Short exercise. Update the entries from the line that contains "like [669, 233]." through the end of the entries by replacing "dirt road" with "gravel road". Leave everything else unchanged.

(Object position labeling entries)
______________________________

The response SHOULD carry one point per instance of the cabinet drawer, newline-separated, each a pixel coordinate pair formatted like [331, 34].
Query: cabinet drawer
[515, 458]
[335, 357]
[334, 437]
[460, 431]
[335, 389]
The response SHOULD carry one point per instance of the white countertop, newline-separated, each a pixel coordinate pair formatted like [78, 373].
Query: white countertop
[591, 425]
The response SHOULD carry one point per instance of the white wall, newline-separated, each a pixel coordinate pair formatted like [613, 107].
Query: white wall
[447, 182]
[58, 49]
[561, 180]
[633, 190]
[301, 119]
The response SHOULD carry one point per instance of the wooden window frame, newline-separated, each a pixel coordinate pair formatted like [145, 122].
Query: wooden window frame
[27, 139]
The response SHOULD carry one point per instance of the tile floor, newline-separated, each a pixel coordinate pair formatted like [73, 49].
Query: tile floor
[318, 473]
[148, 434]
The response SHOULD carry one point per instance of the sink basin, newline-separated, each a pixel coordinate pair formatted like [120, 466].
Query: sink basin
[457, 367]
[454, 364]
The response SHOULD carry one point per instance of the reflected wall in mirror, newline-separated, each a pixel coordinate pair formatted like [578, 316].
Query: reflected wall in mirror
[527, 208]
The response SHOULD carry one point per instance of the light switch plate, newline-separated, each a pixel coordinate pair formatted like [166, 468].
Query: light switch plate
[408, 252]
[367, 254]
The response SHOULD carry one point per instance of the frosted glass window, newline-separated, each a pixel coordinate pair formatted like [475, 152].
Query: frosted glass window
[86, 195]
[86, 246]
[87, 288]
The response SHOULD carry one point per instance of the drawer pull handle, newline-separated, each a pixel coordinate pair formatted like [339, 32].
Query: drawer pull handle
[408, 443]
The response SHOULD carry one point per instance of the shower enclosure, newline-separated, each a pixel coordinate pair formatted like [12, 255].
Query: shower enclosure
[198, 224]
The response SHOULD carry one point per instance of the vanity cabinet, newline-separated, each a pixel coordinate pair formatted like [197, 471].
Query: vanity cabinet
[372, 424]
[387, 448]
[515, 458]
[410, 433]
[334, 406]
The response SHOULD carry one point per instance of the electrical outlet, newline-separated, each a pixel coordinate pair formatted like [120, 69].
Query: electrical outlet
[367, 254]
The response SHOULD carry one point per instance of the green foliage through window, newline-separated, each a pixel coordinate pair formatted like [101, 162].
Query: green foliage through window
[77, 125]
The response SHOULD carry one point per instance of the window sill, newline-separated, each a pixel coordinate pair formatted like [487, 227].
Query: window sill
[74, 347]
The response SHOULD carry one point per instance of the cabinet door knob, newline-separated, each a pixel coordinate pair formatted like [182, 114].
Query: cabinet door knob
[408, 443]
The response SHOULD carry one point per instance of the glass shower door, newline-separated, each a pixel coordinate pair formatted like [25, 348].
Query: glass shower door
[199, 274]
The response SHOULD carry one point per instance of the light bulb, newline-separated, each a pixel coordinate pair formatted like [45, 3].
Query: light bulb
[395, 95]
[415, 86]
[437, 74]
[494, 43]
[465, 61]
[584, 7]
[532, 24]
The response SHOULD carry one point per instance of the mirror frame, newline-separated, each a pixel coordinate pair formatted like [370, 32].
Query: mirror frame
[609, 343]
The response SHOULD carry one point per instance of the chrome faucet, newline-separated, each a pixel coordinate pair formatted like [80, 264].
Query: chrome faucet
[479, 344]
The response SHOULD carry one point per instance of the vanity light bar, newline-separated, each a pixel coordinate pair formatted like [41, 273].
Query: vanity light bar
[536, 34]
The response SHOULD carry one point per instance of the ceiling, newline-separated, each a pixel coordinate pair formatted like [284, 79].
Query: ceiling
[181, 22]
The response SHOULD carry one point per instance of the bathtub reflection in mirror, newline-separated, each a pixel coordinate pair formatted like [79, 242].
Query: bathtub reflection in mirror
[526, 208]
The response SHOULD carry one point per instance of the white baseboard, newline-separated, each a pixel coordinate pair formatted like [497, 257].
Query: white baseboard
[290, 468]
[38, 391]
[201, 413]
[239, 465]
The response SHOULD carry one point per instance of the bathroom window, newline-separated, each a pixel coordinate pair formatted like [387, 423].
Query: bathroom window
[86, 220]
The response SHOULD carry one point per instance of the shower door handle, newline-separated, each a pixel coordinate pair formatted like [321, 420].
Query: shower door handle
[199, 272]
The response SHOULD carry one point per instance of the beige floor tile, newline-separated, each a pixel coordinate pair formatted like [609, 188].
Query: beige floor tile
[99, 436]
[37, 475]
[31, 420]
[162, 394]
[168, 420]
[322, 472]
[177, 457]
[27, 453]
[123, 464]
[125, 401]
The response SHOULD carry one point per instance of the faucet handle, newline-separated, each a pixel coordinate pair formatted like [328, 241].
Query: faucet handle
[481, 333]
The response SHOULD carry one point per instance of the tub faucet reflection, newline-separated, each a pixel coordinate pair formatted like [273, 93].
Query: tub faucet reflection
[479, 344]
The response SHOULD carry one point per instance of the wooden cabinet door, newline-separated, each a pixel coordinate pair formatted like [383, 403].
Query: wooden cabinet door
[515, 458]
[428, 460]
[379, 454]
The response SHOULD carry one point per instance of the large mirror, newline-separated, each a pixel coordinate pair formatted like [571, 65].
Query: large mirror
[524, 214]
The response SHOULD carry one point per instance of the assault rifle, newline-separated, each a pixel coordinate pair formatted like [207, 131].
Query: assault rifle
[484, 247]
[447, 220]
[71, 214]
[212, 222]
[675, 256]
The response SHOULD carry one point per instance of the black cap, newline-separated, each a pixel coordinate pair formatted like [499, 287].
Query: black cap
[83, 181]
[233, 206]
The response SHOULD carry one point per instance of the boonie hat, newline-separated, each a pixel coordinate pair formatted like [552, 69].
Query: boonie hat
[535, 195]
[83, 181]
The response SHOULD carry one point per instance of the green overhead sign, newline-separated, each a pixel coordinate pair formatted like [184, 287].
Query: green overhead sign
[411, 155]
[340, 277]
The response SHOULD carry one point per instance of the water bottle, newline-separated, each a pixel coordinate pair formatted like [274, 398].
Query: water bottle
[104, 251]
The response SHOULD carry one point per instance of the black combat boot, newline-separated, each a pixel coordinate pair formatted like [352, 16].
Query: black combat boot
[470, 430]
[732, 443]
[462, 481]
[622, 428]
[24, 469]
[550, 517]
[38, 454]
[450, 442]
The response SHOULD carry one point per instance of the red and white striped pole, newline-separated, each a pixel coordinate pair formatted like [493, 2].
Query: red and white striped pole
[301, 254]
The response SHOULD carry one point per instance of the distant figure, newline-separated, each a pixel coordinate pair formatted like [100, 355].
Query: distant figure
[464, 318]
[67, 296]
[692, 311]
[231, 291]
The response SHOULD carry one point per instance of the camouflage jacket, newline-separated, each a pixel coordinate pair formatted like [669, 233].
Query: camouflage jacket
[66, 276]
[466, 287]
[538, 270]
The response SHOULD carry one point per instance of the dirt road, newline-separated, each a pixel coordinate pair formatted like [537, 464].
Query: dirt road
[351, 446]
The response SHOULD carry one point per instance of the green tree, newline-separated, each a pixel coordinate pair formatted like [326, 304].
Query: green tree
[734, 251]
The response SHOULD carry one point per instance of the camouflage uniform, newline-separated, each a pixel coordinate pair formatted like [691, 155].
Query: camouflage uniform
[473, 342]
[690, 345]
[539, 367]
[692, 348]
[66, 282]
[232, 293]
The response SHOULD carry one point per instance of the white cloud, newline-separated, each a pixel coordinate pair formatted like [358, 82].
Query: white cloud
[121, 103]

______________________________

Written response.
The response SHOULD carry one point per instance of the camouflage jacket, newline-separated, each a pixel coordinate pair formatted like [669, 233].
Query: camouflage jacket
[66, 276]
[466, 287]
[538, 270]
The response SHOULD carry one point per instance of the gravel road, newline-separated, each a pixel coordinate pair formatted like [537, 464].
Query: gravel road
[351, 446]
The response SHOULD carry one point per instance of the green tree, newline-separated, each a pixel coordinate pair formatted like [326, 304].
Query: green tree
[734, 251]
The response SHOULD carry one point per instance of the camouflage uniform, newline-separated, each a pixel coordinate pair formatted like [691, 155].
Query: camouflage uniform
[473, 342]
[690, 345]
[539, 367]
[692, 348]
[66, 282]
[232, 293]
The response SHOULD carry one point per instance of the white cloud, newline-separated, each a pixel coordinate pair formatted like [358, 82].
Query: white cloud
[121, 103]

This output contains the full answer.